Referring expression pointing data
..............................
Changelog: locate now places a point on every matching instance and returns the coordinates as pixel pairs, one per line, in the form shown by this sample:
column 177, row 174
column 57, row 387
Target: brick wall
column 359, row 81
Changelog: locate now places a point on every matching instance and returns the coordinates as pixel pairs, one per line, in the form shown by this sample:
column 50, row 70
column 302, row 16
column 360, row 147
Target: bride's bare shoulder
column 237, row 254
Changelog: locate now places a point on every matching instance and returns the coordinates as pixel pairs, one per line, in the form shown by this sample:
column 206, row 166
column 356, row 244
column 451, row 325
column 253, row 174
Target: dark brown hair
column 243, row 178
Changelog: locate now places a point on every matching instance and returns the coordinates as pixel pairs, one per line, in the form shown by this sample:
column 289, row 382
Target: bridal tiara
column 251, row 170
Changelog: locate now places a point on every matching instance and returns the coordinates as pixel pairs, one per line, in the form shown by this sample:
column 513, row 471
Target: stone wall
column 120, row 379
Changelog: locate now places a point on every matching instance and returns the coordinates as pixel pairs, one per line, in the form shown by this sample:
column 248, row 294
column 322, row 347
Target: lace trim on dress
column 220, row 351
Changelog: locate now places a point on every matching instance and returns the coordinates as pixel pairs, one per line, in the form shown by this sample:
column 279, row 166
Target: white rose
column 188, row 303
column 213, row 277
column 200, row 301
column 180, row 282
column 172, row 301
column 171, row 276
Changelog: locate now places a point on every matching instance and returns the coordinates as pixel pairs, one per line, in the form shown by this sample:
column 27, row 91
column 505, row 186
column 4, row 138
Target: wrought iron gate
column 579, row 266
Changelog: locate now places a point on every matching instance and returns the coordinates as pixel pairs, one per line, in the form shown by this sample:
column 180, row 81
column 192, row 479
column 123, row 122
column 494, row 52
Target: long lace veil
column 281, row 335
..............................
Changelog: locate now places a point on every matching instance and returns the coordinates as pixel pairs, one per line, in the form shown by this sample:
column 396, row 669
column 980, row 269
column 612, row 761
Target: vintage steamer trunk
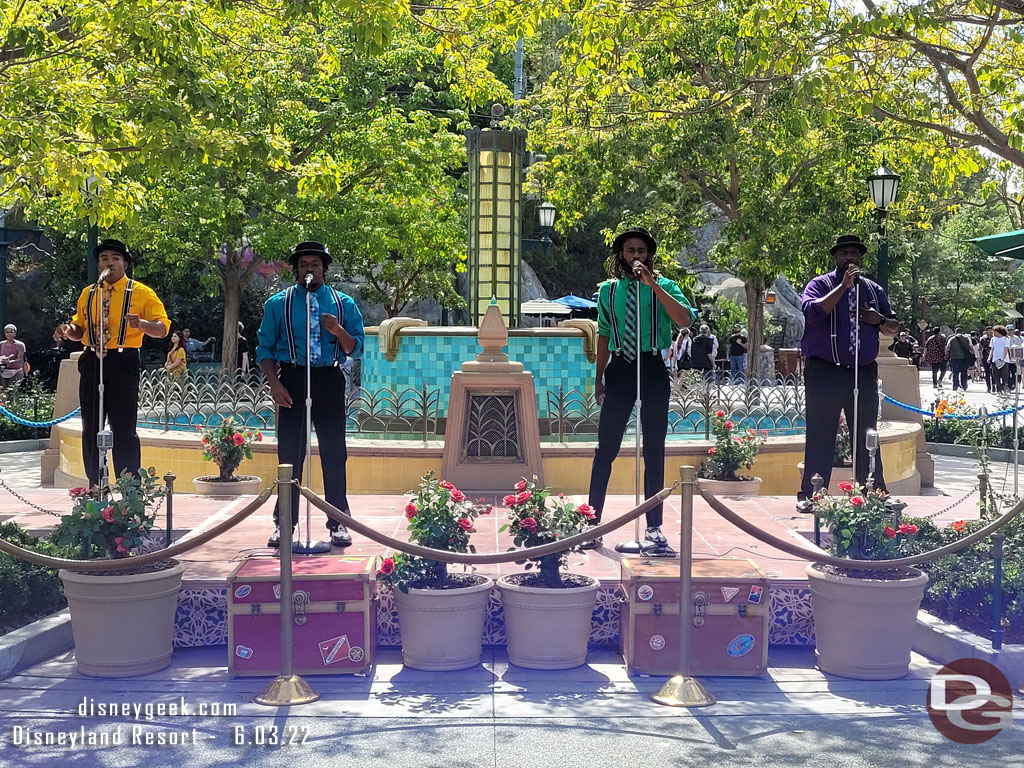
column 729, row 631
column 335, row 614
..............................
- _What to produce_:
From the entries above, extract only the lines running from the one containing "column 4, row 138" through the one containing "column 180, row 81", inclusive.

- _Solution below_:
column 4, row 138
Target: wrought iron gate
column 579, row 266
Changelog: locate now places a point on every matching instance and returns the coordinates as pixel pairs, one per line, in the form shown by this sample:
column 180, row 81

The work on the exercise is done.